**DATA SUPPLIED**
▬▬▬

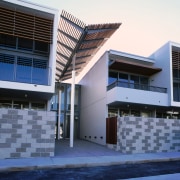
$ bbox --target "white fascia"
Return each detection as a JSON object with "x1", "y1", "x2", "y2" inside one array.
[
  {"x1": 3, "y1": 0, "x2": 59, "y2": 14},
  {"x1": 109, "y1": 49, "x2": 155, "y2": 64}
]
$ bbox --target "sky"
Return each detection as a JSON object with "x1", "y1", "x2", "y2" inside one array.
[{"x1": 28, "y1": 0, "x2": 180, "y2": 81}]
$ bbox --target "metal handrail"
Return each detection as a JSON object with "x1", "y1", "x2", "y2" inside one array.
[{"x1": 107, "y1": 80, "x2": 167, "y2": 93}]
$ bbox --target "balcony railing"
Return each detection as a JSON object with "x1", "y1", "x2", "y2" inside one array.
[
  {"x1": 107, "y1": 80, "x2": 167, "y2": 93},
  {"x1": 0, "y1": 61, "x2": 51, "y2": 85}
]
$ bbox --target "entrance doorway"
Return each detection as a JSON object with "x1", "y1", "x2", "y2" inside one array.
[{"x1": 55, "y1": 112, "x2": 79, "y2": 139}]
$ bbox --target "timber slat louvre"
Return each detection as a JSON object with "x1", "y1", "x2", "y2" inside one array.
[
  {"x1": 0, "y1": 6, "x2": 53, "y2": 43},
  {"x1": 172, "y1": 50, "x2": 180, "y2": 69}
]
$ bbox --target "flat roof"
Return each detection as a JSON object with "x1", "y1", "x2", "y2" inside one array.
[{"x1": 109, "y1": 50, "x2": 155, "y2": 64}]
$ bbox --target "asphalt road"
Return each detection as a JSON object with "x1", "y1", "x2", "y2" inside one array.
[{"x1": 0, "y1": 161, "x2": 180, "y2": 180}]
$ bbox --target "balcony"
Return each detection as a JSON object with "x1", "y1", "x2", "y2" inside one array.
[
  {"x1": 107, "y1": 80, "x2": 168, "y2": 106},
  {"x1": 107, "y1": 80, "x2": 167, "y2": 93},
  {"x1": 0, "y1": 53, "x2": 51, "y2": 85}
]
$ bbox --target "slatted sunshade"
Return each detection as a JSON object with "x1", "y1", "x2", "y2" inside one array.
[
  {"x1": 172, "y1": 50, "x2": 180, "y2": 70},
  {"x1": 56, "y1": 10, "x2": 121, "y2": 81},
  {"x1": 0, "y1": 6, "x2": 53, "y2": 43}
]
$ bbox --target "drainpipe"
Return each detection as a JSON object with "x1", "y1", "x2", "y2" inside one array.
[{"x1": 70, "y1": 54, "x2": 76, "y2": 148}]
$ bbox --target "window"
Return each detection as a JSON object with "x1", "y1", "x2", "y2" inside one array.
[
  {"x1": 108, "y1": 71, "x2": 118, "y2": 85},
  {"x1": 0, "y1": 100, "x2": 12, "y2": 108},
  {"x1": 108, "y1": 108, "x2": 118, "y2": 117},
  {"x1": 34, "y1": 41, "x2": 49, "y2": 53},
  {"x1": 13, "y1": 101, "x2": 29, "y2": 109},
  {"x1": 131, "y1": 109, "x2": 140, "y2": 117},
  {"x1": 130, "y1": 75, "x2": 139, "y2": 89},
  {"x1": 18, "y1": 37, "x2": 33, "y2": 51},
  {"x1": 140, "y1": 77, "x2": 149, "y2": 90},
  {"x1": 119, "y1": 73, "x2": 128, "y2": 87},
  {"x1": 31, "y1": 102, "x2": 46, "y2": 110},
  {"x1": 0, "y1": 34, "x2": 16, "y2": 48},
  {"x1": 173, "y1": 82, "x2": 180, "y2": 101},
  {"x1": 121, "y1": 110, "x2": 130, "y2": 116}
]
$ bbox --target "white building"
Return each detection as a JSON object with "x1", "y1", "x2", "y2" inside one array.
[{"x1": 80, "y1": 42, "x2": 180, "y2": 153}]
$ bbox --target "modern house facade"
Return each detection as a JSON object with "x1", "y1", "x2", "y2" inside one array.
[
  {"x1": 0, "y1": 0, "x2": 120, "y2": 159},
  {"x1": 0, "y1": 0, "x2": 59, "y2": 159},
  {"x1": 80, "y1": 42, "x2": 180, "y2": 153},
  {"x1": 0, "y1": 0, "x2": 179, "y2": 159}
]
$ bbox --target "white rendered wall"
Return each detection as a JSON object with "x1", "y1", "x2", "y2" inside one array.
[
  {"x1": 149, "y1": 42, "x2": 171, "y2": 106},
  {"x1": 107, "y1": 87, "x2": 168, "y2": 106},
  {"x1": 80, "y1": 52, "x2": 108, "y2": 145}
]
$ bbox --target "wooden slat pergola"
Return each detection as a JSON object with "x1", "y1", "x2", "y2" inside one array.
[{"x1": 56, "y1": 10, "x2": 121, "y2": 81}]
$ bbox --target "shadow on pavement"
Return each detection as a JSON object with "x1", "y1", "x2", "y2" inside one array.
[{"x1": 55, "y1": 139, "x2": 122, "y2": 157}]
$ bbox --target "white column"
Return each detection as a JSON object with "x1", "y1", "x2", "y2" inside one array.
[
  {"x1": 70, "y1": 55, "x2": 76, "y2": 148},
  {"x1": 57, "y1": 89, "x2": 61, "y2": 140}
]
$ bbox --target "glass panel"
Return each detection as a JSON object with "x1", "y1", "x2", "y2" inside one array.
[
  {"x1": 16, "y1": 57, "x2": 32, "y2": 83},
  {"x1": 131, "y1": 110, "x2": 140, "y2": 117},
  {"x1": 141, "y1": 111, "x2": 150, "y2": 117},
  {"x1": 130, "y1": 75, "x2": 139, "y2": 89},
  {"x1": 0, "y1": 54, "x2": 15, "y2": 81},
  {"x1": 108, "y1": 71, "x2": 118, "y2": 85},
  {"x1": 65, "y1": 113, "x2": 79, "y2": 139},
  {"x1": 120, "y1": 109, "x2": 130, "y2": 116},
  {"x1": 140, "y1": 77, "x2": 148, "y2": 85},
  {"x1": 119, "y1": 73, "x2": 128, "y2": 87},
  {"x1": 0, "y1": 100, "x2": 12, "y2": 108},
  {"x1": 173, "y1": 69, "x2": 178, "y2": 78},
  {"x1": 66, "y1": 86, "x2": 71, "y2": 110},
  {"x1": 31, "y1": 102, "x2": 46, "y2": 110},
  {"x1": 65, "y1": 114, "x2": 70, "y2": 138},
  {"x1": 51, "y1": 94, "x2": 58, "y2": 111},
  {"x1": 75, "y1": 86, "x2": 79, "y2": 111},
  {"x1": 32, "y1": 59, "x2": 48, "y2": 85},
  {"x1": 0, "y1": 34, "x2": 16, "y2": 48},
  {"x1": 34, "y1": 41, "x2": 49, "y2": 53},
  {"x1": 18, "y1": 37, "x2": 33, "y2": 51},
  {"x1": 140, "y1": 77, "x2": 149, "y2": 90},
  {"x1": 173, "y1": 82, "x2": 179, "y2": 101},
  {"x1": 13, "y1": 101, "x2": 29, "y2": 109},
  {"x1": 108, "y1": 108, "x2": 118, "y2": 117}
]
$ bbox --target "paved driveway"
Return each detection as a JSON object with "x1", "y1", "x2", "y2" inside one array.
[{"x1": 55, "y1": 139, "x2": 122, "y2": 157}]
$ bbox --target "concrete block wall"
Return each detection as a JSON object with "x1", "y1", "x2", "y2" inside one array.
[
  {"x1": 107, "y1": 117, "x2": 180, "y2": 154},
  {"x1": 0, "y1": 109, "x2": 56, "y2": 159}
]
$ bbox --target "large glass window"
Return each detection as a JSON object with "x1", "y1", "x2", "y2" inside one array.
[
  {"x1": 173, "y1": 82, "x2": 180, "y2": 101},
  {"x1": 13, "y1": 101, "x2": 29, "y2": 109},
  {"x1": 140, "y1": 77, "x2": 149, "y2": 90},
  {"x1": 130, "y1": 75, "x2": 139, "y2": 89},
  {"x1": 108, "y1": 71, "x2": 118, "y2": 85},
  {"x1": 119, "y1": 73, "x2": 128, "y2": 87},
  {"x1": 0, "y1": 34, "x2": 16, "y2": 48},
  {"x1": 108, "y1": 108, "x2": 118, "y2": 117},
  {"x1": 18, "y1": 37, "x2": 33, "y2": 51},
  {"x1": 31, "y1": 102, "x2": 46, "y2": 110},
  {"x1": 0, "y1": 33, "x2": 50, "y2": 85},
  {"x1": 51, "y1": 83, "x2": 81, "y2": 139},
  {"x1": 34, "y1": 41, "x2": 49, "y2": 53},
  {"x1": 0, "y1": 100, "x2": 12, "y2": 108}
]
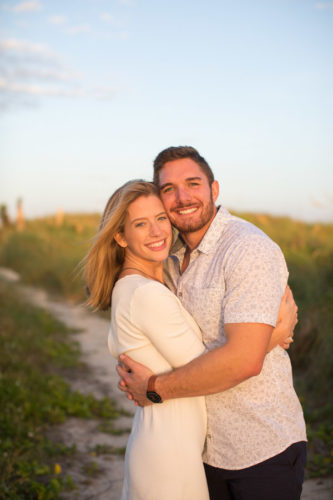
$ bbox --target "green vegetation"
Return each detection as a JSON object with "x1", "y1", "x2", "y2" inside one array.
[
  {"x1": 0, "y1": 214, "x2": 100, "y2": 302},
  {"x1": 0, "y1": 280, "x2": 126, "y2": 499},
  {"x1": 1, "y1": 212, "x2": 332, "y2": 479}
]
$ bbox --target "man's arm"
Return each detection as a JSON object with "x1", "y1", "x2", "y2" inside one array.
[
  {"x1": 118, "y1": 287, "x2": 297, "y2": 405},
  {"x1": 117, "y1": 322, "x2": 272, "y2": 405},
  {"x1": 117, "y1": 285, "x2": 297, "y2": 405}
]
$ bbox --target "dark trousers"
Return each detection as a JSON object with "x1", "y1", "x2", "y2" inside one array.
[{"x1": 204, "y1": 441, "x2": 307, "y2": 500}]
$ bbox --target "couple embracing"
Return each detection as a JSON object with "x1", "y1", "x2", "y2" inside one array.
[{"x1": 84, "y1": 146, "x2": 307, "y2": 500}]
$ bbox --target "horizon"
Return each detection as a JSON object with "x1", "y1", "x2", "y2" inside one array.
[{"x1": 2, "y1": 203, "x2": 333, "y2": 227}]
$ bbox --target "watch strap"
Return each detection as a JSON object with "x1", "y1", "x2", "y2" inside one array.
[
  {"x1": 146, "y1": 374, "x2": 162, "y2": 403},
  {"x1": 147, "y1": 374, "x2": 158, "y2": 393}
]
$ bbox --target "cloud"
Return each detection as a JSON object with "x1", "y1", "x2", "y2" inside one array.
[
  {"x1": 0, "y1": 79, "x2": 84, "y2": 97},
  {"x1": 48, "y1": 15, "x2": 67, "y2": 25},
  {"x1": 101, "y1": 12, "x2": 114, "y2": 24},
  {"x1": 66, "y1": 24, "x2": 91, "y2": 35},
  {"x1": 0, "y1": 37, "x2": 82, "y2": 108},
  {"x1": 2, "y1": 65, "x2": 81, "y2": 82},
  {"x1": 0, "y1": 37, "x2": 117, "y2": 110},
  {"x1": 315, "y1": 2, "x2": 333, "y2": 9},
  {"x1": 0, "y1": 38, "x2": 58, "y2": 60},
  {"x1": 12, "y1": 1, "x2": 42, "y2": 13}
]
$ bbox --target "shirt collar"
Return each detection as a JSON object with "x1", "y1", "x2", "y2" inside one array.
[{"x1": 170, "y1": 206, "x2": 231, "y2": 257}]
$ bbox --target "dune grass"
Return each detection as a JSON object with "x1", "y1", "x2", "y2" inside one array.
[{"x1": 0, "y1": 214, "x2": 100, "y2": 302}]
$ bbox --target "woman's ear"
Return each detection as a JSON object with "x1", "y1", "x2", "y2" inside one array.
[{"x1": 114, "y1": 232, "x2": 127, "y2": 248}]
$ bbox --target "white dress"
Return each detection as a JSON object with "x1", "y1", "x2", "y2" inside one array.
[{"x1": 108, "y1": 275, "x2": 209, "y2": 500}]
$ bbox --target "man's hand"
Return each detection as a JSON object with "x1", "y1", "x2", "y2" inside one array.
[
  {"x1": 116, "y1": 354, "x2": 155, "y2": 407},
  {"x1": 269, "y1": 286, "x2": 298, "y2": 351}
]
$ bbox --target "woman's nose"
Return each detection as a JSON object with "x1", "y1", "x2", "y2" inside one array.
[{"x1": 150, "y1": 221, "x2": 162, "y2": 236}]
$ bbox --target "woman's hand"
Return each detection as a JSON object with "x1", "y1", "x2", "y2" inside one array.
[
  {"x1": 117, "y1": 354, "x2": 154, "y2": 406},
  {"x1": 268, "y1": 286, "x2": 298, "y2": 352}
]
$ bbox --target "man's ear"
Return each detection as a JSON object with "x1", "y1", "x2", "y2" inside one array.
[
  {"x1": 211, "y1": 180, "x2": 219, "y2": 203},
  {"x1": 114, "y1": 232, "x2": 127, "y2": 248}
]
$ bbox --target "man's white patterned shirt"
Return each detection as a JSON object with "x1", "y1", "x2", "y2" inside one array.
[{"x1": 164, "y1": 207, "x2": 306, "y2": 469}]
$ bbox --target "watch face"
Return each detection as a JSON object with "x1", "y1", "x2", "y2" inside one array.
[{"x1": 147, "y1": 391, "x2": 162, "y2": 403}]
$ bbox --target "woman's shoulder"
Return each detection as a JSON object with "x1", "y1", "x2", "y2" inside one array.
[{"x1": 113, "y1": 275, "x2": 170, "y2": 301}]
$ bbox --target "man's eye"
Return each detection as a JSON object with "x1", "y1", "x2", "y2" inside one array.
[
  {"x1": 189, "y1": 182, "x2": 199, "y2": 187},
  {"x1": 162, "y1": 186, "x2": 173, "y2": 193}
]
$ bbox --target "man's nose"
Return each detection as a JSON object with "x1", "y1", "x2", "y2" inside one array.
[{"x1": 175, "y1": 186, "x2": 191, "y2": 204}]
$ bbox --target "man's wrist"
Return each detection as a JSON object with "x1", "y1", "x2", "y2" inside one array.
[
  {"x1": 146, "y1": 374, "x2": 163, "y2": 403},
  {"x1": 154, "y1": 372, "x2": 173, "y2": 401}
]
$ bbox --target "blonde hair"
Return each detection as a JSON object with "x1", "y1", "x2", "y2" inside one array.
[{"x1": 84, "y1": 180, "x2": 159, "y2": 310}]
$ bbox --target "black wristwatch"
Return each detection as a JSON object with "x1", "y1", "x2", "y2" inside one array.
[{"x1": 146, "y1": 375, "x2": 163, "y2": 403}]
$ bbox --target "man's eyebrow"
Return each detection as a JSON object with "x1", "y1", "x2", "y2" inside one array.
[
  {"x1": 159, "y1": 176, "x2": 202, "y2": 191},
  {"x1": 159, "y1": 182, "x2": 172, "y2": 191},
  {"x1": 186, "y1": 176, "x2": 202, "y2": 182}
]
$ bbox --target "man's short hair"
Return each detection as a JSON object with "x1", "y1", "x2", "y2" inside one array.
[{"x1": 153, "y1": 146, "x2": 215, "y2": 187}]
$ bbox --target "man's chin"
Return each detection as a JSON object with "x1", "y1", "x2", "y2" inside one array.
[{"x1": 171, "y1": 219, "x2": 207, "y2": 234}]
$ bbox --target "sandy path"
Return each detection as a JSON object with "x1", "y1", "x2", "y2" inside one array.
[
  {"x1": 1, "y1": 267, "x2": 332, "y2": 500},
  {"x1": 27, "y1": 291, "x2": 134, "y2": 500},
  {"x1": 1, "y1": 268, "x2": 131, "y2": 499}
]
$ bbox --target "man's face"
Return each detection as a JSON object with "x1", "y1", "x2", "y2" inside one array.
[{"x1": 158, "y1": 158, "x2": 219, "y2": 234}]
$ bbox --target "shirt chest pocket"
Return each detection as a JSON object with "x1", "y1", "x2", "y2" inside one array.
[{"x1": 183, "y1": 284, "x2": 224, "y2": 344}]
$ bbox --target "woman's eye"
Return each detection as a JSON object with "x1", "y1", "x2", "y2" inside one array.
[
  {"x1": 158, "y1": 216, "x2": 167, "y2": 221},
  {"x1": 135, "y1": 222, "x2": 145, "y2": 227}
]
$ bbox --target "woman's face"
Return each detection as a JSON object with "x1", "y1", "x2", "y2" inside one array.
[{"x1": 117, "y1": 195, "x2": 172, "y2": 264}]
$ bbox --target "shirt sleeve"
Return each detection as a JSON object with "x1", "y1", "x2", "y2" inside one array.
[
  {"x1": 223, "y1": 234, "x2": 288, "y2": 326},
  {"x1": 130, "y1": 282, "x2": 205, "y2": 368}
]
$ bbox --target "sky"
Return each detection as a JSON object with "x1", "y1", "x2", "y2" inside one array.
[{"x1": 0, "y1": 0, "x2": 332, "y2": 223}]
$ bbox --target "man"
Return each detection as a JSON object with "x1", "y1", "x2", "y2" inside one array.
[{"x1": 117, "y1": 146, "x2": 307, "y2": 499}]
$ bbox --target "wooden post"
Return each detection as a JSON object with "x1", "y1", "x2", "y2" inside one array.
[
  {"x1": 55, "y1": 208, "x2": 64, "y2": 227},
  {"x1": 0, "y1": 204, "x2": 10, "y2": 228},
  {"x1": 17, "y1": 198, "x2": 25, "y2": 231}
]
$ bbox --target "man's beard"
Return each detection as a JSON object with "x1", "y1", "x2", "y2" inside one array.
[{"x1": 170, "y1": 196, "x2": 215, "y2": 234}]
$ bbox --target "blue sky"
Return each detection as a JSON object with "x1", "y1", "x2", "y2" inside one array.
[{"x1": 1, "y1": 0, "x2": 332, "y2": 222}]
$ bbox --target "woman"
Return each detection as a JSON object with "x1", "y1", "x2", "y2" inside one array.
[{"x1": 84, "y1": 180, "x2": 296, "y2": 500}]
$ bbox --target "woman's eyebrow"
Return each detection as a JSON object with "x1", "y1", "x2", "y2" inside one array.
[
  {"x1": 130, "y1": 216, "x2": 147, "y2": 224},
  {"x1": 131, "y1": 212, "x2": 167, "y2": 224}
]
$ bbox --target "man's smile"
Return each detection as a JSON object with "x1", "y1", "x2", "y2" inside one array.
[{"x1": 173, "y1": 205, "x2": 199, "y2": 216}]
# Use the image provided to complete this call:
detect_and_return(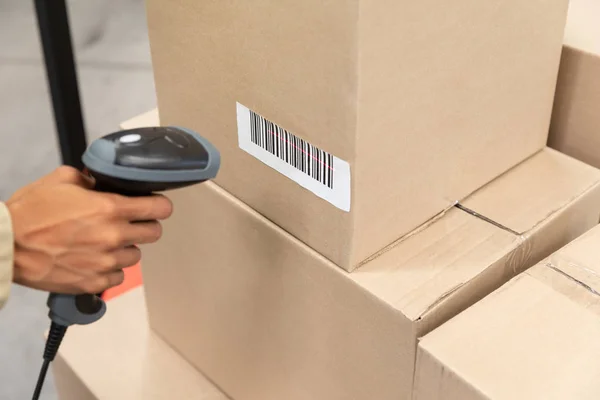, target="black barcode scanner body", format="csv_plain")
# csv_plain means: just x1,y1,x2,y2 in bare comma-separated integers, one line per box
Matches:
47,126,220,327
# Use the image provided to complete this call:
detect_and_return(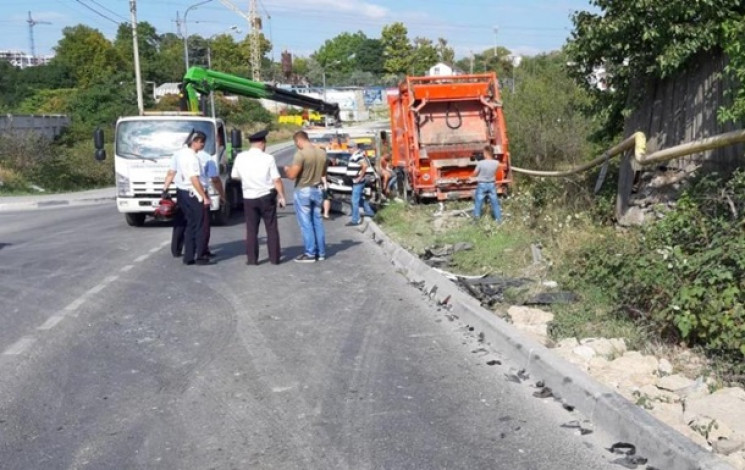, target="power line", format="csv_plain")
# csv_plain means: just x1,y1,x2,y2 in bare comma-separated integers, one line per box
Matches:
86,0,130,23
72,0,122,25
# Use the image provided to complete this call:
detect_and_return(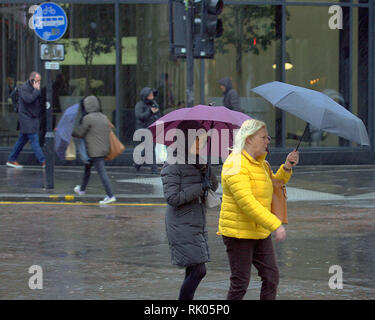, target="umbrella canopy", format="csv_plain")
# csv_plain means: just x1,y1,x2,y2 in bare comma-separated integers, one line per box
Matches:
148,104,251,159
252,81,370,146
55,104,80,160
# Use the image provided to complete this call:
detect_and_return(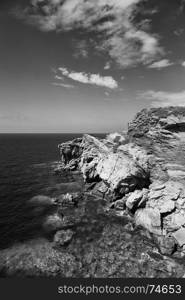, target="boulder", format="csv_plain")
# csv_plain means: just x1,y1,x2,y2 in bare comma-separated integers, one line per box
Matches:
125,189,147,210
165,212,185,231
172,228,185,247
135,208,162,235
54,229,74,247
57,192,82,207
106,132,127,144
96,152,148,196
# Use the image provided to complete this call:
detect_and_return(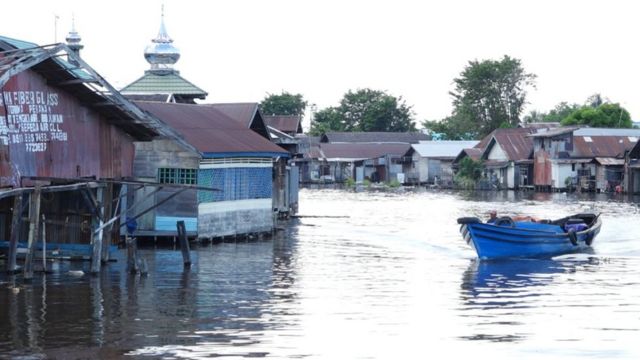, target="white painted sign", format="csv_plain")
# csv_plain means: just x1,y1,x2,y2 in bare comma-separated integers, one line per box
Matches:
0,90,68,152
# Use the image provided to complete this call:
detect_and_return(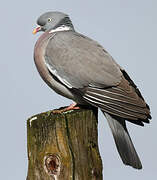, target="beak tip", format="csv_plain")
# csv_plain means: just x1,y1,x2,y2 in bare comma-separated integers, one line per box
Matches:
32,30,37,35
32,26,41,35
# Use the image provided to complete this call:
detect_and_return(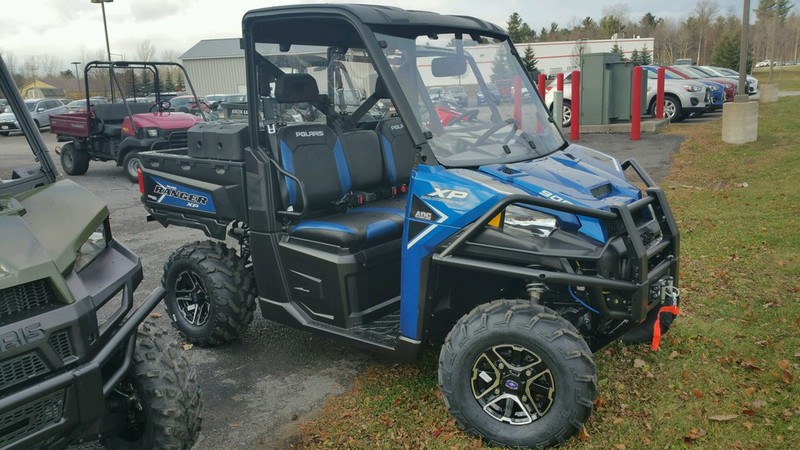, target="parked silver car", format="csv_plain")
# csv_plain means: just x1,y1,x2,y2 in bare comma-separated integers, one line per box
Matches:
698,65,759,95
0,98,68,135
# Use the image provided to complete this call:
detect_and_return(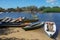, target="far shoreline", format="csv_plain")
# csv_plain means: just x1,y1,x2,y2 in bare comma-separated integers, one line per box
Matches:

▬▬▬

**DIRECTIONS**
In the records above, find every line with the word "glass" and copy it.

**OUTPUT FOR THIS TASK**
$ bbox --target "glass panel"
$ bbox --target "large glass window"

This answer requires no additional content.